◆ EXERCISE GOAL ◆
Count the lines of the material below that contain the string "child". Reply with that number only.

(Entries for labeling bounding boxes)
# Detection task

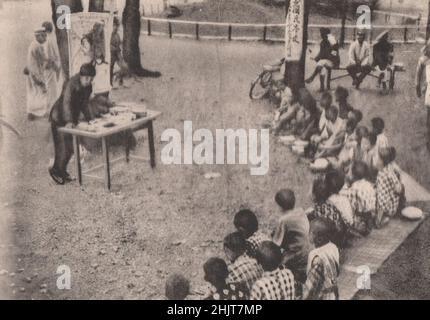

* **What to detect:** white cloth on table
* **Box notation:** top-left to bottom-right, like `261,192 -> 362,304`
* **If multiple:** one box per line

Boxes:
27,40 -> 48,117
45,33 -> 64,109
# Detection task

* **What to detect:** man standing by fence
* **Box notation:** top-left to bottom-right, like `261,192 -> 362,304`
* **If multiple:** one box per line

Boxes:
346,30 -> 372,89
415,43 -> 430,151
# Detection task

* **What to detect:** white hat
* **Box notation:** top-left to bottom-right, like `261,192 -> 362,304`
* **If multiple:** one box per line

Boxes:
375,30 -> 390,42
34,28 -> 46,34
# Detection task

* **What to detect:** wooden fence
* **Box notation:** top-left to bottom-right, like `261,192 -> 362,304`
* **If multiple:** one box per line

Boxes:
142,17 -> 425,43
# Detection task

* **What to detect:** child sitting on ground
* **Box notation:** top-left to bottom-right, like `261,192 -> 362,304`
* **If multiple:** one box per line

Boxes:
326,170 -> 354,234
165,274 -> 190,301
308,178 -> 347,247
273,189 -> 309,282
342,161 -> 376,236
375,147 -> 404,228
363,132 -> 383,182
334,86 -> 354,121
203,258 -> 245,300
302,218 -> 340,300
352,126 -> 369,161
313,107 -> 346,159
234,209 -> 270,258
273,87 -> 300,135
224,232 -> 263,295
371,118 -> 389,170
315,92 -> 333,135
329,119 -> 357,172
250,241 -> 296,300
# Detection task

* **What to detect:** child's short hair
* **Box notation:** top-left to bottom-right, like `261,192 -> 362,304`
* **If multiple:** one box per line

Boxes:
320,92 -> 333,106
379,147 -> 397,166
390,147 -> 397,163
310,217 -> 336,247
327,106 -> 339,118
357,126 -> 369,138
351,109 -> 363,124
334,86 -> 349,101
165,274 -> 190,300
234,209 -> 258,238
372,118 -> 385,135
203,258 -> 228,281
257,241 -> 282,272
369,132 -> 378,146
326,170 -> 345,195
42,21 -> 54,33
312,179 -> 329,204
346,119 -> 357,131
275,189 -> 296,210
224,232 -> 246,256
351,161 -> 369,180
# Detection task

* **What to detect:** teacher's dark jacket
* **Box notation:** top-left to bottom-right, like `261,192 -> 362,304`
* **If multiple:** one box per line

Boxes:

◆ RESULT OF THE EXERCISE ◆
2